- [TASK] Please update the records below by replacing "noun phrase" with "text prompt" and leave everything else unchanged.

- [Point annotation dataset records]
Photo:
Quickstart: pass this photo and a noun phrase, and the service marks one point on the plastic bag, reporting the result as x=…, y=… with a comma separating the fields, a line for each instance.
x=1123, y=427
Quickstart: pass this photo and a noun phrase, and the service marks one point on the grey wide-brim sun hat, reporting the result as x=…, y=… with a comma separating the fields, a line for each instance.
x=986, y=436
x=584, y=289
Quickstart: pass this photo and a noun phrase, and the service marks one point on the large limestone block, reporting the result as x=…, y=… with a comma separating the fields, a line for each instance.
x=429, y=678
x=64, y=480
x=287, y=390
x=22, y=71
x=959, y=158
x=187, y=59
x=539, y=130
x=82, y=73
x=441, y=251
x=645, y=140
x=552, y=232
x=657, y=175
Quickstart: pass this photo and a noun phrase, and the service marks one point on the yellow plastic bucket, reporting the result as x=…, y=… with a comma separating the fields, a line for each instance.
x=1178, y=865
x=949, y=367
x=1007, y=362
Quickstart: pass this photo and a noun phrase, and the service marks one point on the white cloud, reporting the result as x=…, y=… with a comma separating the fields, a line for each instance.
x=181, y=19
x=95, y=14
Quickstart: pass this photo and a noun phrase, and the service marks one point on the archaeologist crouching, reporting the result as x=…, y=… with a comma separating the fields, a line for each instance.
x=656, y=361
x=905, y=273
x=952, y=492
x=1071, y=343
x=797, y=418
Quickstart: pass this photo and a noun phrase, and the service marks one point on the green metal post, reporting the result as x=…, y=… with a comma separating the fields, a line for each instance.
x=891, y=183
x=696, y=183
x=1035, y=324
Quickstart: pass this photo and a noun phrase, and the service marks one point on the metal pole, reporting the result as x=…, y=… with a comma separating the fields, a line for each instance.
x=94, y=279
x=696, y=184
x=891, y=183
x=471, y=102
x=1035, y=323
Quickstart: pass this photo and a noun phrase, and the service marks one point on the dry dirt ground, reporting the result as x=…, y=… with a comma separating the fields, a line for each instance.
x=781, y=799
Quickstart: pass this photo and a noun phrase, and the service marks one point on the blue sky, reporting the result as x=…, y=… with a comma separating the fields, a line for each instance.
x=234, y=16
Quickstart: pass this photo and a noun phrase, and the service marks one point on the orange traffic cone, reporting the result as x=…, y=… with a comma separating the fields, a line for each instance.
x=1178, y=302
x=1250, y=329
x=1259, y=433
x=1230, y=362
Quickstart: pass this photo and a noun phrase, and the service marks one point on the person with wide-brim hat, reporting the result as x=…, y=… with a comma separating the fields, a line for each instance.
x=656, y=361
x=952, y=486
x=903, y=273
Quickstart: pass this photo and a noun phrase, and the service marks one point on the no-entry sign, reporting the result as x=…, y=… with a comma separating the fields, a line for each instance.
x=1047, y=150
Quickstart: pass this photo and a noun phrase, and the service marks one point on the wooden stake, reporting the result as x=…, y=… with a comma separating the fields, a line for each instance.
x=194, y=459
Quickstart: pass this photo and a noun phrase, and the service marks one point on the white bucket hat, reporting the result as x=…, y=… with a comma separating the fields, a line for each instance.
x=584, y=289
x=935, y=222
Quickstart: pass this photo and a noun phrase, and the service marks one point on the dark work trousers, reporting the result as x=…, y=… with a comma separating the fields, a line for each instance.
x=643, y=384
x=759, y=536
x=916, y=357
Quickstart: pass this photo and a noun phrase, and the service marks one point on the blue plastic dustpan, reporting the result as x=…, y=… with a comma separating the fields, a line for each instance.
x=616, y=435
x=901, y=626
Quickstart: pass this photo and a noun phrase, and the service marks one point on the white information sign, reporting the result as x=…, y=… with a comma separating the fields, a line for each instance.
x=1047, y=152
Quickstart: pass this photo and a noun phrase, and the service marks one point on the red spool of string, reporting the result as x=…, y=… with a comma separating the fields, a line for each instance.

- [SOLUTION FOR THIS EXERCISE]
Photo:
Quickstart: pass this photo and a text prompt, and the service marks one point on the plastic bag, reporting the result as x=…, y=… with a comma separating the fields, a line for each instance.
x=1123, y=427
Quickstart: pass this photo and a text prompt, and the service marks one point on the grey wide-brim sun hat, reporting the result as x=…, y=… with a comma separating the fields, a line for each instance.
x=986, y=436
x=584, y=289
Quickstart: pass this photo and a text prompt, and the service marks one point on the large limestone block, reporting the result as x=…, y=… with a comma separating the fields, a line for each instance.
x=429, y=678
x=64, y=480
x=287, y=390
x=22, y=71
x=959, y=158
x=187, y=59
x=539, y=130
x=82, y=73
x=441, y=251
x=645, y=140
x=552, y=232
x=657, y=175
Quickstart: pass this photo and a text prompt, and the service marks one point on the yellow plastic bucket, reporting the result as x=…, y=… with a comma separating the fields, a line for each instance.
x=1178, y=865
x=949, y=367
x=1007, y=362
Quickstart: pass this photo and a text prompt, and the service marks one point on the white cloud, reporting the result as x=…, y=… with a comma separating the fields, a line for each instance.
x=181, y=19
x=95, y=14
Quickstart: pass this photo and a text prompt, and the service marks one point on the archaeologist crouching, reporting the result as x=…, y=… with a comma separating the fields, a line for each instance.
x=656, y=361
x=905, y=273
x=952, y=492
x=1071, y=343
x=797, y=418
Quickstart: pass this photo and a text prompt, and the service marks one point on the green metal post, reporting the result as x=…, y=… with a comma separating the fields, a line for each instance.
x=891, y=183
x=696, y=183
x=1035, y=324
Quickstart: pass this photo and a text prompt, and the service marks one point on the metal pole, reporting the result as x=…, y=… with a comma separating the fields, a line for each instance.
x=94, y=279
x=696, y=184
x=891, y=183
x=471, y=102
x=1035, y=323
Quickstart: pass this photo and a text prompt, and the service marks one point on the dry dirt ground, reporting the result as x=…, y=… with a comma separating the fields, a line for each instance.
x=781, y=799
Quickstart: pass this photo and a text prompt, and the service marks one point on the blue sky, reporting the result as x=…, y=… with a comma separating the fields, a line for each instance.
x=234, y=16
Quickstart: pass this photo and a text prompt, and the service marks one point on the orange traffic cone, reporting the result as x=…, y=… with a comma separating the fields, a line for each instance.
x=1178, y=302
x=1250, y=329
x=1259, y=433
x=1230, y=362
Quickstart: pass this photo and a text prompt, and the service marks one point on the person with wide-brim hat, reporting the result as x=…, y=… with a comma separating the fields, a line for each instance.
x=656, y=361
x=952, y=486
x=903, y=273
Quickstart: pass this photo and a text prompt, and the service marks one point on the no-entry sign, reporting the result as x=…, y=… with a comma separating the fields, a line for each instance.
x=1047, y=150
Quickstart: pass this photo and a text prompt, and the service marks one point on the wooden stake, reporting the result as x=…, y=… with a comma separating the fields, a line for each instance.
x=194, y=459
Quickstart: pass this photo and a text prompt, and the service marks one point on the white bucket hat, reporting the result as x=…, y=… with a comma separating the fields, a line for each instance.
x=584, y=289
x=935, y=222
Quickstart: pass this photo and a text prompt, and the service marks one point on the dark work trousers, reporting the result as x=…, y=… with a comma separating the fields, a line for each instance.
x=643, y=384
x=759, y=536
x=916, y=357
Quickstart: pass this photo and a text prompt, and the service marks one point on the blue plastic dustpan, reporting the result as x=…, y=… with a comma separating the fields, a line for each instance.
x=616, y=435
x=901, y=626
Quickstart: pass this photo and a text prompt, and the service marks one point on the white information sign, reporting the result as x=…, y=… with a comma separating the fields, a line for each instance.
x=1047, y=152
Quickstart: pass this photo and a text prompt, and the service marks one point on the red spool of string, reporting the result as x=…, y=… with a comma separating the fields, a line for each instance.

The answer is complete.